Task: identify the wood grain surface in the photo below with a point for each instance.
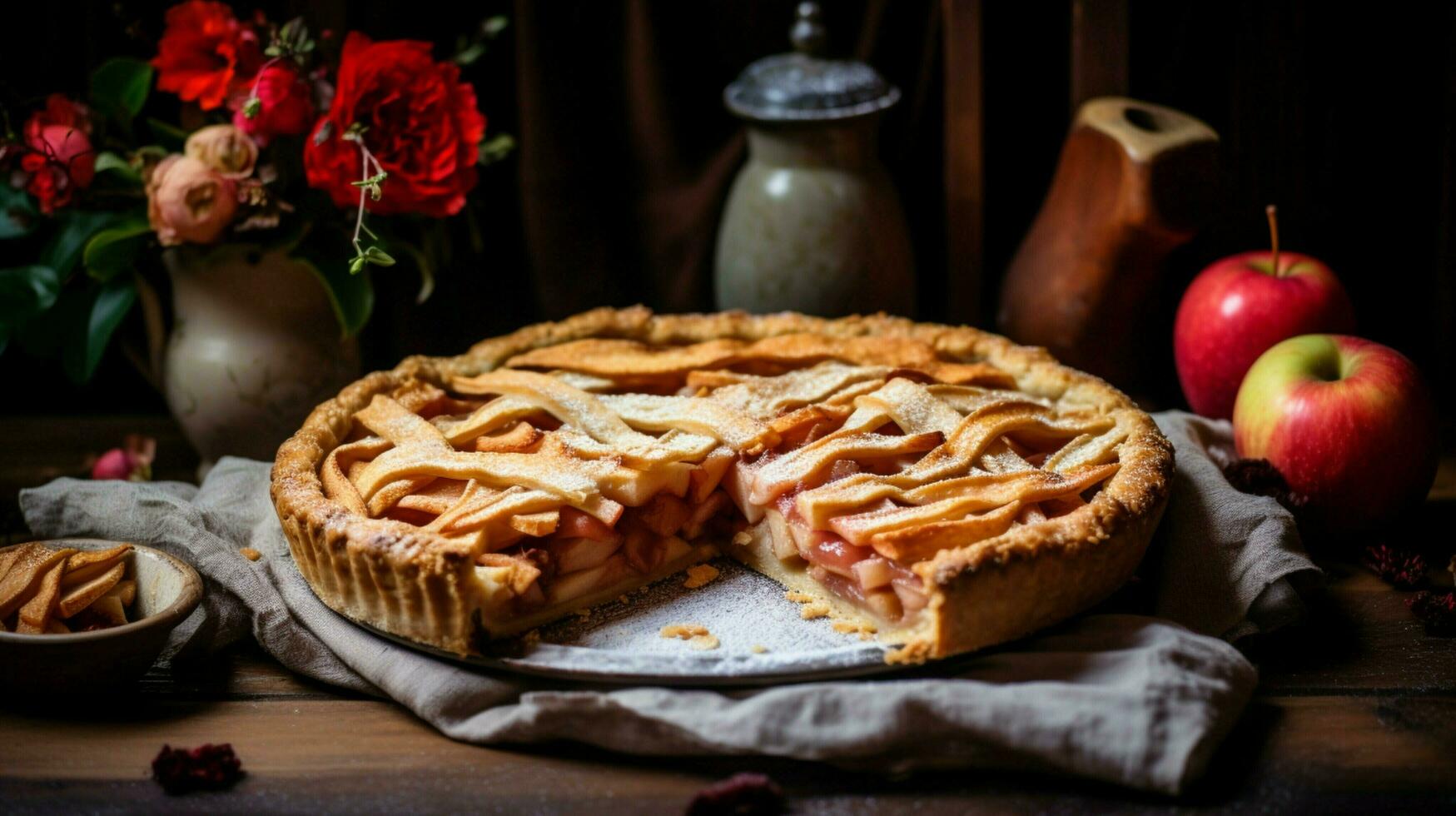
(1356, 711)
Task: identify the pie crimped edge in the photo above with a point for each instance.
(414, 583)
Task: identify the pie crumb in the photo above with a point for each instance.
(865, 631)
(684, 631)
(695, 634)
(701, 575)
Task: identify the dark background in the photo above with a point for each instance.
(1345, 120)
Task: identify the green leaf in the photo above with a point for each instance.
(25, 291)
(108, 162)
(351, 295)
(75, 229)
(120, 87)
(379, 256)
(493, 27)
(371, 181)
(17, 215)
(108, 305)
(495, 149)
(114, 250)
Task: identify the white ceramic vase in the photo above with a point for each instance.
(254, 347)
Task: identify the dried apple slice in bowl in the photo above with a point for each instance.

##############################

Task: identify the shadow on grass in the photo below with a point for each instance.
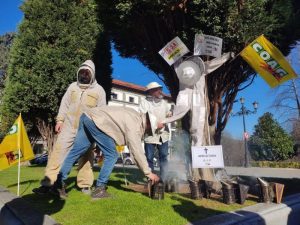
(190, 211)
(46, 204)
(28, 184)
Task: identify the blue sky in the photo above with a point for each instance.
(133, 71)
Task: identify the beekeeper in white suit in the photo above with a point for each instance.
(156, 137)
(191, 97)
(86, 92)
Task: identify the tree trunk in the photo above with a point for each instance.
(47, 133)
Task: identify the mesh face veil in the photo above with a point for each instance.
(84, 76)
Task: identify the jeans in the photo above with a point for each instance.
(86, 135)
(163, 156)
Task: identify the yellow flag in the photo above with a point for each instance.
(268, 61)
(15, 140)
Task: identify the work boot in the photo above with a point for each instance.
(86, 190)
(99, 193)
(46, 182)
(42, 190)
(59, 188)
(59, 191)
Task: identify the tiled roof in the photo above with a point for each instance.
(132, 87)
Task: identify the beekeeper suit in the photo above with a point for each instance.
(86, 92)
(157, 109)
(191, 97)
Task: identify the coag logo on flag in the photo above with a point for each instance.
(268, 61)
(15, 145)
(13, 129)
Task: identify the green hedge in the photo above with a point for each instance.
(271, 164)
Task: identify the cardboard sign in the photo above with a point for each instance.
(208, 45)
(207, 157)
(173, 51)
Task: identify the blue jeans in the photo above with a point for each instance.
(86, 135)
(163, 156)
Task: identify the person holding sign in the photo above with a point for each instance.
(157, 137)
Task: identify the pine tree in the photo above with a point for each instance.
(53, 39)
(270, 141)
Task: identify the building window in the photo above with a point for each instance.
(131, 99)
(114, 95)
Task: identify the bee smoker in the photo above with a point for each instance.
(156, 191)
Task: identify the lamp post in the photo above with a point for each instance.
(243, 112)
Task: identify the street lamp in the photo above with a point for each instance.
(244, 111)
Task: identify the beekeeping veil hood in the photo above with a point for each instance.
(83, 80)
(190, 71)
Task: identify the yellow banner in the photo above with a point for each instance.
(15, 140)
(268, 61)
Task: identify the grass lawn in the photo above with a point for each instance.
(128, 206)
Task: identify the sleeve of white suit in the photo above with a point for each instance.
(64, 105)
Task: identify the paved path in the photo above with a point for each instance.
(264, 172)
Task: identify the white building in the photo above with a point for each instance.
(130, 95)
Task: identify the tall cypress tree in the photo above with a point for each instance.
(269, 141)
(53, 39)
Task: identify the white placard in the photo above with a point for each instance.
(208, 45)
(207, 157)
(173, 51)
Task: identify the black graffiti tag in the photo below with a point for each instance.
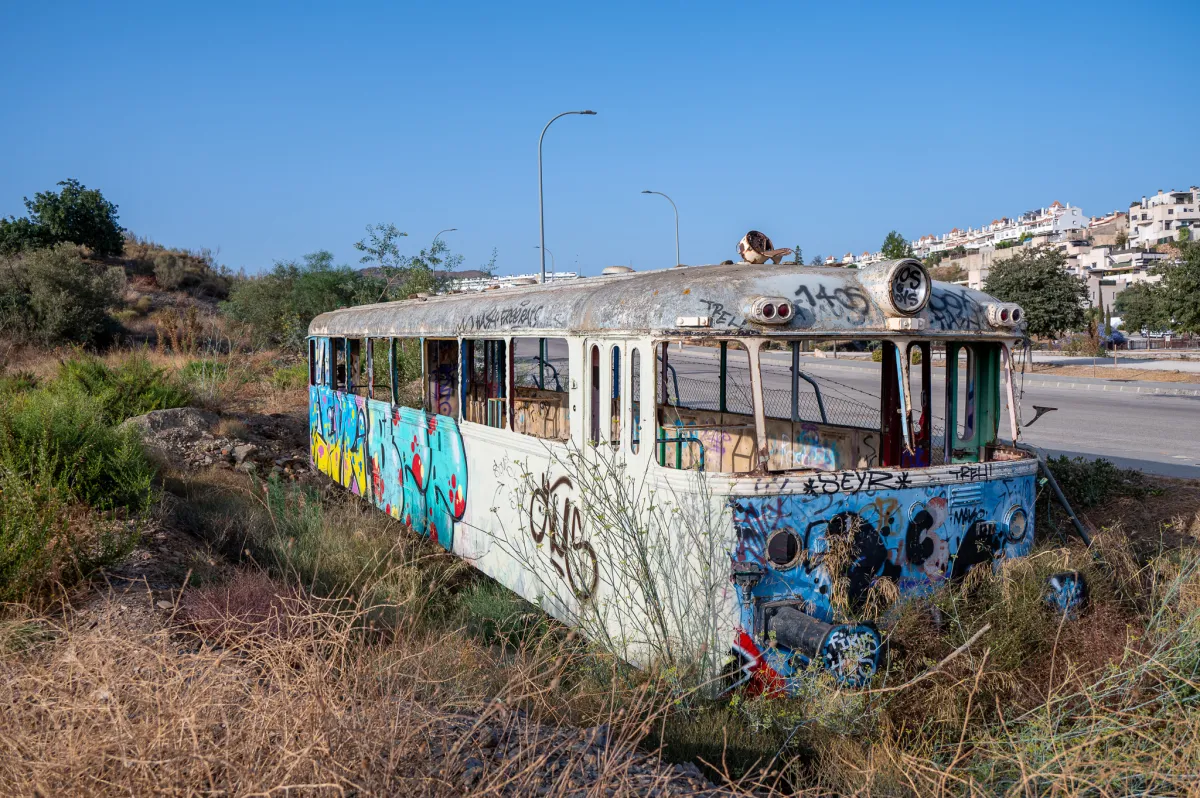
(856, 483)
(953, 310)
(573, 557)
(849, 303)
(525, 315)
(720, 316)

##############################

EXERCISE AIM:
Extract the data above verbatim, from the line with "Task: identify the wood" to the line with "(1345, 120)", including both of those lines. Leave the picture out of your answer.

WRITTEN SOLUTION:
Task: identify the wood grain surface in the photo below with a point for each instance.
(1356, 711)
Task: identify the pie crimped edge in the photo above with a point for each instance.
(414, 583)
Task: identify the pie crumb in the photo above with a point for each instance.
(865, 631)
(684, 631)
(695, 634)
(701, 575)
Task: identify the dark background in the photo above with a point for each instance.
(1345, 120)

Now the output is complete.